*Exercise instructions:*
[A] Answer each question using the smart mobility article.
(i) From which company did David Bem join PPG in 2015?
(ii) Which four developments does the article group under "smart" mobility?
(iii) Which two effects of coating layers does the article mention?
[B] Reproduce the passage of the smart mobility article between "Each new type" and "microscopically thin layers.", inclusive, with no changes.

The hidden layers of smart mobility

David Bem is Vice President, Science and Technology, and Chief Technology Officer for PPG. He joined the company in 2015 from Dow Chemical, where he was Vice President, Research and Development, Consumer Solutions and Infrastructure Solutions.

Coating layers can affect vehicle visibility and play a role in battery design.

Coating layers can affect vehicle visibility and play a role in battery design.
The oncoming technological freight train we call “smart” mobility—autonomous driving, connected vehicles, powertrain electrification, and mobility services—will transform consumers’ relationships with automobiles. These new mobility models also will dramatically change the way vehicles must interact with their driving environments, whether in congested, urban settings; in parking garages and tunnels; or along lonely stretches of rural highway.
Each new type of personal and commercial mobility will also change how longtime industry partners deliver their products to OEMs as well as what these customers can accomplish with those products. The changes will often be momentous, even in cases when the products themselves exist as microscopically thin layers.

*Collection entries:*
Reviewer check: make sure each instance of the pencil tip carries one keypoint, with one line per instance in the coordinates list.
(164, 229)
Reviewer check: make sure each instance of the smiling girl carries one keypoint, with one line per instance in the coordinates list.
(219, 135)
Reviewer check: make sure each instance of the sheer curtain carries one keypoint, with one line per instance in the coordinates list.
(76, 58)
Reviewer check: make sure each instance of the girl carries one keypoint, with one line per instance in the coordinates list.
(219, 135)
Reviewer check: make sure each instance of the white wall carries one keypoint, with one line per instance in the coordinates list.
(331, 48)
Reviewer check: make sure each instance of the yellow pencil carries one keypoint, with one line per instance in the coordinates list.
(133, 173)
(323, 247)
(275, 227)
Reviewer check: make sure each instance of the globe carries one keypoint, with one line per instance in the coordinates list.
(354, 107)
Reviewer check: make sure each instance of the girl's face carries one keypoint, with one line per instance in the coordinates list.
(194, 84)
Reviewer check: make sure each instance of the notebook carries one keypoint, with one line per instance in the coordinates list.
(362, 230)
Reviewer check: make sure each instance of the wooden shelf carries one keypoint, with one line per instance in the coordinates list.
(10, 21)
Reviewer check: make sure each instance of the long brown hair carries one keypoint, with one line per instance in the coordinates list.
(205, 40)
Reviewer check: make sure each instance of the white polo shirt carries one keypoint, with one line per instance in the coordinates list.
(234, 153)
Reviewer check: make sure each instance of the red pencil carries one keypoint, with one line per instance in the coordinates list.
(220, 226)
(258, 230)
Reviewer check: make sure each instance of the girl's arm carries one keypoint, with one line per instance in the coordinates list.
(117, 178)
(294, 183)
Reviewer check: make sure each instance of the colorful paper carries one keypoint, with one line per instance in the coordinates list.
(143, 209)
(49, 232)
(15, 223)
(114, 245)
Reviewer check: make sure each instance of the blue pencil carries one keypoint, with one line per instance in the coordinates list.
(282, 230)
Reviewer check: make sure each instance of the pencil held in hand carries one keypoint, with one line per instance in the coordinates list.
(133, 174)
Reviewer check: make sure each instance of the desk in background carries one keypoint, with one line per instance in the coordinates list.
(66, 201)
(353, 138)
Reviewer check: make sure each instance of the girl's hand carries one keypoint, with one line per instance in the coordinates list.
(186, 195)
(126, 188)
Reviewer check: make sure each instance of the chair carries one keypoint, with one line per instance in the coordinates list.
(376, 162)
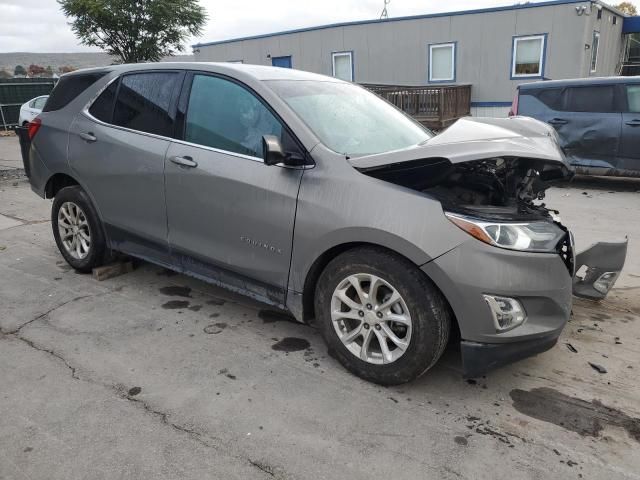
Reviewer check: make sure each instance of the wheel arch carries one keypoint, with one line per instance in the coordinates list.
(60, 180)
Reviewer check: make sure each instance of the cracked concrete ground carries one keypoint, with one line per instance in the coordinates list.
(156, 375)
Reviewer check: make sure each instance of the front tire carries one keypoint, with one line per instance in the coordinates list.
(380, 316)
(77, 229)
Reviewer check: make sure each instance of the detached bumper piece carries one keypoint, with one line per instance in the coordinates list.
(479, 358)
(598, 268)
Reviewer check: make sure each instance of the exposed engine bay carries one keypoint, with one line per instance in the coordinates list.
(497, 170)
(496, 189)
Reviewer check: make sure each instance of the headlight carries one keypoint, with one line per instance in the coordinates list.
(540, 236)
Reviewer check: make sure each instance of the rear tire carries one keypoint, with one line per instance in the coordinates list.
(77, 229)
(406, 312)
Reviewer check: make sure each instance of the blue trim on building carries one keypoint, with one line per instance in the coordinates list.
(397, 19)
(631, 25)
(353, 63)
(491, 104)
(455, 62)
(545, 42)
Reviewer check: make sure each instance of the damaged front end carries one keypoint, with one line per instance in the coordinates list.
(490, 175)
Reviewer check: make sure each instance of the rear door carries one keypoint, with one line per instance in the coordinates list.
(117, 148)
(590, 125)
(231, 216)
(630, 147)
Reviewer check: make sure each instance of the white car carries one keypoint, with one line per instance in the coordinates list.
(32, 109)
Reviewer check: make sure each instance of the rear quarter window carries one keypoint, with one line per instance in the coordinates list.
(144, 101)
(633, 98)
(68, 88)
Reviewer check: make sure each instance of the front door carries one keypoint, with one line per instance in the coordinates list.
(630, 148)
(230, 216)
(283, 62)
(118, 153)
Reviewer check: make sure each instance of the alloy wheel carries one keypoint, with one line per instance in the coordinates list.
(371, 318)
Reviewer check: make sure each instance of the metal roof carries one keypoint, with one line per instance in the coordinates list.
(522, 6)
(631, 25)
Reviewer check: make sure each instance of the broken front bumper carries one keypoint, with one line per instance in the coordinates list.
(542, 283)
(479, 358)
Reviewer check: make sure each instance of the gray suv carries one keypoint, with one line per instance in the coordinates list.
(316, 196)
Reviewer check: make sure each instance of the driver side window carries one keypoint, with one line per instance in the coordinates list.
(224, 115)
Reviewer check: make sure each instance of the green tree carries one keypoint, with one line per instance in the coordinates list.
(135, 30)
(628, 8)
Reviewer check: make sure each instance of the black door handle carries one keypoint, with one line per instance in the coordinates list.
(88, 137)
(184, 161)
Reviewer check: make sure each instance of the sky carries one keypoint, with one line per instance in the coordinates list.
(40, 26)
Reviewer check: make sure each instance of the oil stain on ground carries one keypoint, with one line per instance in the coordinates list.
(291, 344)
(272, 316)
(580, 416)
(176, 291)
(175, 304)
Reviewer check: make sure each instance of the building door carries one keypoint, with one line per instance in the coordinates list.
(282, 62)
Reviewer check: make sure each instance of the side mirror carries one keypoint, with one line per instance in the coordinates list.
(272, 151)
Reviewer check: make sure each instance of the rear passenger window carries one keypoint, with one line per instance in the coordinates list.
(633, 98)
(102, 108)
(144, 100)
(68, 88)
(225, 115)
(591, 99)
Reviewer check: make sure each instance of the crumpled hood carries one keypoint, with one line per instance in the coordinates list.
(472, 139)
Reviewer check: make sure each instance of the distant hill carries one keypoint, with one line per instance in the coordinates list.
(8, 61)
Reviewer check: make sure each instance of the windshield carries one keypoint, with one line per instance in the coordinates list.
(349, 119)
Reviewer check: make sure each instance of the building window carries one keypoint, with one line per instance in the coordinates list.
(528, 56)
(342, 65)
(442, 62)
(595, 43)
...
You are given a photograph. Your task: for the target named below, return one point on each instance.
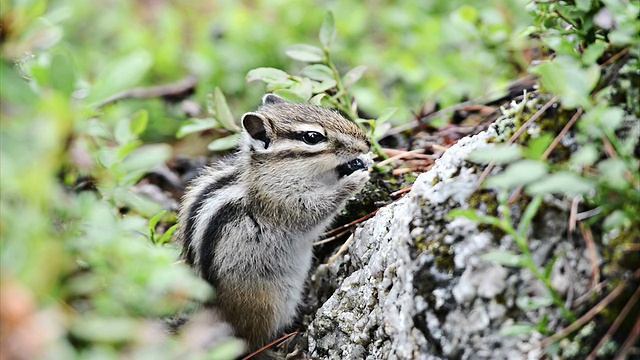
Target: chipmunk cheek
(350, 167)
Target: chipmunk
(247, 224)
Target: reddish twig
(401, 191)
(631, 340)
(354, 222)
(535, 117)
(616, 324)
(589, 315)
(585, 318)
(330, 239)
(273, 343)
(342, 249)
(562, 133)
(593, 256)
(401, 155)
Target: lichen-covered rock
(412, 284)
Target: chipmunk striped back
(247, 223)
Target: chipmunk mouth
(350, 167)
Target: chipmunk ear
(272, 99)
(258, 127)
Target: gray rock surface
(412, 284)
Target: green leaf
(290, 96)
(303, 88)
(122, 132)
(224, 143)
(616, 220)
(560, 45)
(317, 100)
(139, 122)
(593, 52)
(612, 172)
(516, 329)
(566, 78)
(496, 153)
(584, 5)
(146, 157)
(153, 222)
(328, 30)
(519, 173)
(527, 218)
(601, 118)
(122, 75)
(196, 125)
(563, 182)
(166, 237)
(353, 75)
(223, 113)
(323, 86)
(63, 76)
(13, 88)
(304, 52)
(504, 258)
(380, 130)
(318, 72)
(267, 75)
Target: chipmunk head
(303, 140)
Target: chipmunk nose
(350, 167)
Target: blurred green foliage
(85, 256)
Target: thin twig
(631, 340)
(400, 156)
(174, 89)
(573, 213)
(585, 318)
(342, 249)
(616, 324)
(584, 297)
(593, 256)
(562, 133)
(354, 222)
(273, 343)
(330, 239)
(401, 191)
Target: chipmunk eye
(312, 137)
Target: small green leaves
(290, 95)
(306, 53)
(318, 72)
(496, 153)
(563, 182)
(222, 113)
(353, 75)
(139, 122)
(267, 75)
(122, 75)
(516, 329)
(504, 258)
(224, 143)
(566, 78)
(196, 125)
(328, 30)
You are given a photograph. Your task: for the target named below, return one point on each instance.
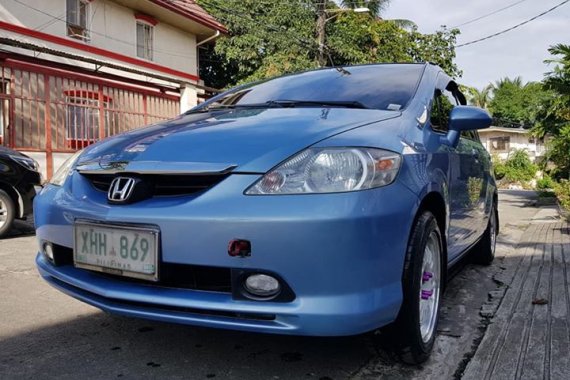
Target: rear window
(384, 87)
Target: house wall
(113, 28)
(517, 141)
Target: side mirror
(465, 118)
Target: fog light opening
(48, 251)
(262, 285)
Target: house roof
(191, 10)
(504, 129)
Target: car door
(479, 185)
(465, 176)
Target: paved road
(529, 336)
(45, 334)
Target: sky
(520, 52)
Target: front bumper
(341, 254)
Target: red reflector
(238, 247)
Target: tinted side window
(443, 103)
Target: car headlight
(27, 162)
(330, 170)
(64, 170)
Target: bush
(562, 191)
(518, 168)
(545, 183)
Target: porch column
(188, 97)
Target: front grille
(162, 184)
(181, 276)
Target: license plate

*Results in order:*
[A]
(i) Dow Chemical
(ii) Autonomous driving, connected vehicles, powertrain electrification, and mobility services
(iii) Coating layers can affect vehicle visibility and play a role in battery design.

[B]
Each new type of personal and commercial mobility will also change how longtime industry partners deliver their products to OEMs as well as what these customers can accomplish with those products. The changes will often be momentous, even in cases when the products themselves exist as microscopically thin layers.